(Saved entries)
··········
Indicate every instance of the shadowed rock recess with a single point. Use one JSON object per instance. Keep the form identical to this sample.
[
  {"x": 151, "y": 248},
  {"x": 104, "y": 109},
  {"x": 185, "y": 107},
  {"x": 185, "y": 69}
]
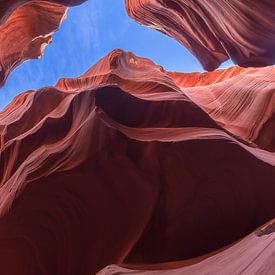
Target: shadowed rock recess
[{"x": 131, "y": 169}]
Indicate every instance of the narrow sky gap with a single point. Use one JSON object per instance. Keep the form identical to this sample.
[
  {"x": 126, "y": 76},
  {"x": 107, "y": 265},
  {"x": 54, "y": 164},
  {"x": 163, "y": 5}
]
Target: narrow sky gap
[{"x": 90, "y": 31}]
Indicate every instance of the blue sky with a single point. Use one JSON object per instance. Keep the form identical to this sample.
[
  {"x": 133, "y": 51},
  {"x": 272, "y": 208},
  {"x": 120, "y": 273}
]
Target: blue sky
[{"x": 90, "y": 31}]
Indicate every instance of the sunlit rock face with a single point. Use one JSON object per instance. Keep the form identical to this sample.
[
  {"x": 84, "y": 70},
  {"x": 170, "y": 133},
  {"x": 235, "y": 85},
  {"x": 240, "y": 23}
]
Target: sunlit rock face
[
  {"x": 214, "y": 30},
  {"x": 26, "y": 27},
  {"x": 127, "y": 165},
  {"x": 253, "y": 254},
  {"x": 240, "y": 100}
]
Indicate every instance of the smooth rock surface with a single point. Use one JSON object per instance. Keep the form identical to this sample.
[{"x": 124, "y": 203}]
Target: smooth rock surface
[
  {"x": 120, "y": 166},
  {"x": 214, "y": 31},
  {"x": 26, "y": 27}
]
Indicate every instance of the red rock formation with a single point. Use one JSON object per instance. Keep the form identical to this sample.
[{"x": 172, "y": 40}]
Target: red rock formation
[
  {"x": 214, "y": 30},
  {"x": 26, "y": 27},
  {"x": 241, "y": 100},
  {"x": 119, "y": 165},
  {"x": 252, "y": 255}
]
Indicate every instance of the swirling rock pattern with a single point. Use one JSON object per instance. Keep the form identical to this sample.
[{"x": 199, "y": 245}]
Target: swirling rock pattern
[
  {"x": 258, "y": 259},
  {"x": 214, "y": 30},
  {"x": 26, "y": 27},
  {"x": 240, "y": 100},
  {"x": 119, "y": 166}
]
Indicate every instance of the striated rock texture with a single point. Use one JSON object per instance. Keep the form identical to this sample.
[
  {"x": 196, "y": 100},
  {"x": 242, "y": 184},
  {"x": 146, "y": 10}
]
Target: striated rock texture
[
  {"x": 26, "y": 27},
  {"x": 214, "y": 31},
  {"x": 121, "y": 165},
  {"x": 240, "y": 100},
  {"x": 252, "y": 255}
]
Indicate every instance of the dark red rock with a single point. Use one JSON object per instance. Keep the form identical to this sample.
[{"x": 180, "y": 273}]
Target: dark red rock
[
  {"x": 26, "y": 27},
  {"x": 214, "y": 31},
  {"x": 121, "y": 166}
]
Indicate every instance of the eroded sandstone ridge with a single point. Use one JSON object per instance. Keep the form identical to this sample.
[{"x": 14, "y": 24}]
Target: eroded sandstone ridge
[
  {"x": 214, "y": 30},
  {"x": 123, "y": 165},
  {"x": 26, "y": 27}
]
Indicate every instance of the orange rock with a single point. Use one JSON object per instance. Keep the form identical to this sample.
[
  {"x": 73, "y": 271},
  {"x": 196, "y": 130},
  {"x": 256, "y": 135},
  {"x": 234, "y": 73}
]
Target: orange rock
[
  {"x": 214, "y": 31},
  {"x": 26, "y": 27},
  {"x": 120, "y": 166}
]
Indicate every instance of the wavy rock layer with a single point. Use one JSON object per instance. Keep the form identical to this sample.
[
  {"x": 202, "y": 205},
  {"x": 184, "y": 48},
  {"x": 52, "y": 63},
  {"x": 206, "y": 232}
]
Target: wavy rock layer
[
  {"x": 122, "y": 156},
  {"x": 241, "y": 100},
  {"x": 214, "y": 31},
  {"x": 26, "y": 27},
  {"x": 252, "y": 255}
]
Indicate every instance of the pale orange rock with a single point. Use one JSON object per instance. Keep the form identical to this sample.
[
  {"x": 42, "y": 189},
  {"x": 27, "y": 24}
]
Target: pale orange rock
[
  {"x": 253, "y": 254},
  {"x": 240, "y": 100},
  {"x": 121, "y": 166}
]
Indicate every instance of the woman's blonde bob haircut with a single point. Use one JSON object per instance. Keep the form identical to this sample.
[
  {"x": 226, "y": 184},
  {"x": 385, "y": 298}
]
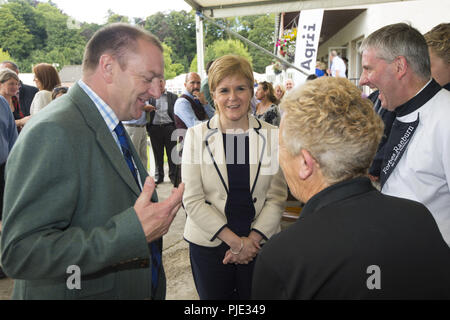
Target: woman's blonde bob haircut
[
  {"x": 230, "y": 65},
  {"x": 329, "y": 118}
]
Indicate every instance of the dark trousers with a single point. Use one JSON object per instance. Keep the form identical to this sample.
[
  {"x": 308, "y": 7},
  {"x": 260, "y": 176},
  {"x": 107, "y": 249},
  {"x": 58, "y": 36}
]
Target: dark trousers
[
  {"x": 2, "y": 188},
  {"x": 216, "y": 281},
  {"x": 161, "y": 137}
]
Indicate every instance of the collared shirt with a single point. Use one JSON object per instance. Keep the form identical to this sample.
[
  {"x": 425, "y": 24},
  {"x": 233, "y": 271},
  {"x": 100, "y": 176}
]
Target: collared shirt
[
  {"x": 8, "y": 131},
  {"x": 183, "y": 110},
  {"x": 142, "y": 121},
  {"x": 162, "y": 110},
  {"x": 108, "y": 115},
  {"x": 423, "y": 172},
  {"x": 338, "y": 65}
]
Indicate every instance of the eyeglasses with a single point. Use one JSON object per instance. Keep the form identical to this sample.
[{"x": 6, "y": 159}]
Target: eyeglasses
[{"x": 58, "y": 90}]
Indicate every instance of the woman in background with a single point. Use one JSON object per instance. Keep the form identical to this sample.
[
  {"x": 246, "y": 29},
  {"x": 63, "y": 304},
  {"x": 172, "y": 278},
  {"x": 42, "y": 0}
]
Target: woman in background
[
  {"x": 235, "y": 191},
  {"x": 46, "y": 78},
  {"x": 9, "y": 85},
  {"x": 59, "y": 91},
  {"x": 279, "y": 92},
  {"x": 267, "y": 109}
]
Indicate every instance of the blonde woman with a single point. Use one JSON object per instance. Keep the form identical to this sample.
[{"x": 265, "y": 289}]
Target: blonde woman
[
  {"x": 47, "y": 79},
  {"x": 9, "y": 86},
  {"x": 438, "y": 41},
  {"x": 267, "y": 109},
  {"x": 235, "y": 191}
]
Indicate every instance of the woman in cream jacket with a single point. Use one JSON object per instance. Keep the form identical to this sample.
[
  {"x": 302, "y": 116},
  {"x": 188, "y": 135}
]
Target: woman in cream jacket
[{"x": 235, "y": 191}]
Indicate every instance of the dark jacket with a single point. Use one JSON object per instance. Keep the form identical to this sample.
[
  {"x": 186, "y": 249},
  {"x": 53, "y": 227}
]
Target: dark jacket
[
  {"x": 26, "y": 96},
  {"x": 171, "y": 98},
  {"x": 343, "y": 233}
]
··········
» **Task directions**
Skipping any images, write out all the data exactly.

» **Reply**
Indicate every instance of the shadowed rock recess with a single point. Use one JSON object per instance. Keep the form identical to this sample.
[
  {"x": 151, "y": 248},
  {"x": 104, "y": 109},
  {"x": 185, "y": 107},
  {"x": 185, "y": 69}
]
Target: shadowed rock recess
[{"x": 131, "y": 169}]
Indicate every instance of the narrow sky gap with a single point. Use one JSON object per instance. Keep the form identical to this sample.
[
  {"x": 126, "y": 76},
  {"x": 107, "y": 265},
  {"x": 54, "y": 164},
  {"x": 163, "y": 5}
]
Target: narrow sky gap
[{"x": 90, "y": 31}]
Indicate every instance of the blue sky with a single point. Use one JSON object per instance. Keep the form identical to this sample.
[
  {"x": 133, "y": 51},
  {"x": 272, "y": 208},
  {"x": 120, "y": 273}
]
Target: blue sky
[{"x": 90, "y": 31}]
Indicate every instance of the sunlit rock face with a single point. Use one JSON object per instance. Keep the form identical to this sample.
[
  {"x": 84, "y": 70},
  {"x": 170, "y": 133},
  {"x": 235, "y": 85},
  {"x": 240, "y": 23}
]
Target: sunlit rock face
[
  {"x": 214, "y": 30},
  {"x": 26, "y": 27},
  {"x": 127, "y": 165},
  {"x": 253, "y": 254},
  {"x": 240, "y": 100}
]
Indicate every instance of the smooth rock surface with a single point. Use one JSON object per instance. Keep the form identical to this sample.
[{"x": 124, "y": 203}]
Target: smooth rock surface
[
  {"x": 120, "y": 166},
  {"x": 214, "y": 31},
  {"x": 26, "y": 27}
]
Indicate every instance of the red rock formation with a single point. Use one JSON object per instance. Keep the form identical to this sample.
[{"x": 172, "y": 40}]
Target: red rock formation
[
  {"x": 214, "y": 30},
  {"x": 26, "y": 27},
  {"x": 241, "y": 100},
  {"x": 119, "y": 165},
  {"x": 252, "y": 255}
]
Indicate every instance of the swirling rock pattern with a single point. Use one JSON object per instance. Keep the form identical to this sample.
[{"x": 199, "y": 245}]
Target: swirling rock pattern
[
  {"x": 258, "y": 259},
  {"x": 214, "y": 30},
  {"x": 26, "y": 27},
  {"x": 240, "y": 100},
  {"x": 119, "y": 166}
]
Indicate every instance of the striated rock texture with a single point. Use one JSON object per instance. Keep the form identical to this sample.
[
  {"x": 196, "y": 100},
  {"x": 242, "y": 184},
  {"x": 146, "y": 10}
]
Target: striated rock texture
[
  {"x": 26, "y": 27},
  {"x": 214, "y": 31},
  {"x": 121, "y": 165},
  {"x": 240, "y": 100},
  {"x": 252, "y": 255}
]
Indicate every instance of the dark red rock with a single point. Use one JSON object per instance. Keep the form identical to this sample.
[{"x": 180, "y": 273}]
Target: dark red rock
[
  {"x": 26, "y": 27},
  {"x": 214, "y": 31},
  {"x": 121, "y": 166}
]
Indicate every instance of the eroded sandstone ridge with a single point. Use one JSON object per instance. Keep the form identical to this sample.
[{"x": 14, "y": 24}]
Target: eroded sandstone ridge
[
  {"x": 214, "y": 30},
  {"x": 123, "y": 165},
  {"x": 26, "y": 27}
]
Indicate every instance of the orange rock with a single point. Use one JSON object per instance. Keep the form identical to this sample.
[
  {"x": 73, "y": 271},
  {"x": 196, "y": 130},
  {"x": 256, "y": 135},
  {"x": 234, "y": 73}
]
Target: orange rock
[
  {"x": 214, "y": 31},
  {"x": 26, "y": 27},
  {"x": 120, "y": 166}
]
Indicate every instance of the wavy rock layer with a single point. Use one JSON object per instance. Keep the form identical to this sample.
[
  {"x": 202, "y": 205},
  {"x": 184, "y": 48},
  {"x": 52, "y": 63},
  {"x": 206, "y": 232}
]
Target: wavy rock layer
[
  {"x": 122, "y": 156},
  {"x": 241, "y": 100},
  {"x": 214, "y": 31},
  {"x": 26, "y": 27},
  {"x": 252, "y": 255}
]
Indicate every instance of the pale orange rock with a single point. Use one JSON object per instance. Keep the form identical to this sample.
[
  {"x": 42, "y": 189},
  {"x": 27, "y": 24}
]
Target: pale orange rock
[
  {"x": 253, "y": 254},
  {"x": 240, "y": 100},
  {"x": 121, "y": 166}
]
Indicate every instance of the woman's blonde bob haircut with a single point. Use one JSON object per instance. Keep the form identical to this sample.
[
  {"x": 226, "y": 184},
  {"x": 385, "y": 298}
]
Target: woman's blonde bob haircut
[
  {"x": 230, "y": 65},
  {"x": 329, "y": 118}
]
Indicate every instance of the dark trousers with a single point. Use one JSON object per instance. Keep the form identical to this sample.
[
  {"x": 308, "y": 7},
  {"x": 260, "y": 176},
  {"x": 107, "y": 249},
  {"x": 58, "y": 36}
]
Target: dark trousers
[
  {"x": 2, "y": 188},
  {"x": 216, "y": 281},
  {"x": 161, "y": 137}
]
Indicate every instance of the collared shirt with a single point. Use one JSON object per instance. Keep the form identical to this sample.
[
  {"x": 425, "y": 24},
  {"x": 233, "y": 271},
  {"x": 100, "y": 176}
]
Target: collared shirt
[
  {"x": 8, "y": 131},
  {"x": 183, "y": 110},
  {"x": 142, "y": 121},
  {"x": 162, "y": 110},
  {"x": 108, "y": 115},
  {"x": 423, "y": 172},
  {"x": 338, "y": 65}
]
Indicate every instance of the eyeglasses with a single point. Use one JSON object per instance. Keep the form identical to this sample.
[{"x": 6, "y": 159}]
Target: eyeglasses
[{"x": 58, "y": 90}]
Indicate every instance of the woman in background with a single point. Use one JSON object per instance. Keep the form identical to this sample.
[
  {"x": 246, "y": 29},
  {"x": 63, "y": 304},
  {"x": 172, "y": 278},
  {"x": 42, "y": 0}
]
Target: woman in background
[
  {"x": 235, "y": 191},
  {"x": 46, "y": 78},
  {"x": 9, "y": 85},
  {"x": 59, "y": 91},
  {"x": 279, "y": 92},
  {"x": 267, "y": 109}
]
Indicate every instance of the blonde woman with a single point. Use one JSON object per instance. Keep the form identical to this sample.
[{"x": 265, "y": 289}]
Target: blonde woman
[
  {"x": 47, "y": 79},
  {"x": 9, "y": 86},
  {"x": 438, "y": 41},
  {"x": 267, "y": 109},
  {"x": 235, "y": 191}
]
Indicate every instance of the woman in cream jacket with a single point. Use one JSON object per instance. Keep the form identical to this sample.
[
  {"x": 302, "y": 116},
  {"x": 188, "y": 135}
]
Target: woman in cream jacket
[{"x": 235, "y": 191}]
Indicate every instance of the dark jacket with a single point. Use one JSON object per instance. Keep the form identical to this sample.
[
  {"x": 186, "y": 249},
  {"x": 53, "y": 227}
]
Target: dark jacket
[
  {"x": 26, "y": 96},
  {"x": 171, "y": 98},
  {"x": 343, "y": 233}
]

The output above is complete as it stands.